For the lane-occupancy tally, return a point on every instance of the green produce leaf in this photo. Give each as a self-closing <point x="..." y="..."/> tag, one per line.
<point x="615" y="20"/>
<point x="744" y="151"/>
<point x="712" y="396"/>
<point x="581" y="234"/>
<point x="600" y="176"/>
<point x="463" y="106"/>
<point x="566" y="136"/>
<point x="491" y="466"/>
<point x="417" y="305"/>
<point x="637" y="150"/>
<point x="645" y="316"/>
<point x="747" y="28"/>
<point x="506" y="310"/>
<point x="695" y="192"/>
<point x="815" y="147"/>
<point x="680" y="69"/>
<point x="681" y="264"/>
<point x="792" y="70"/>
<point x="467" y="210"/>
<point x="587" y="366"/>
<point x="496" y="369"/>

# Work instruction:
The records above are to be given again in full, exactly.

# Solution to this problem:
For the lane-occupancy tally, return a point on every instance of the green produce leaf in this photo. Give each as a self-closing <point x="..." y="..."/> tag, one per line.
<point x="615" y="20"/>
<point x="744" y="151"/>
<point x="712" y="396"/>
<point x="581" y="234"/>
<point x="600" y="176"/>
<point x="463" y="106"/>
<point x="566" y="136"/>
<point x="491" y="466"/>
<point x="417" y="305"/>
<point x="637" y="150"/>
<point x="645" y="316"/>
<point x="747" y="28"/>
<point x="506" y="310"/>
<point x="695" y="192"/>
<point x="815" y="147"/>
<point x="680" y="69"/>
<point x="681" y="264"/>
<point x="792" y="70"/>
<point x="467" y="210"/>
<point x="587" y="366"/>
<point x="496" y="369"/>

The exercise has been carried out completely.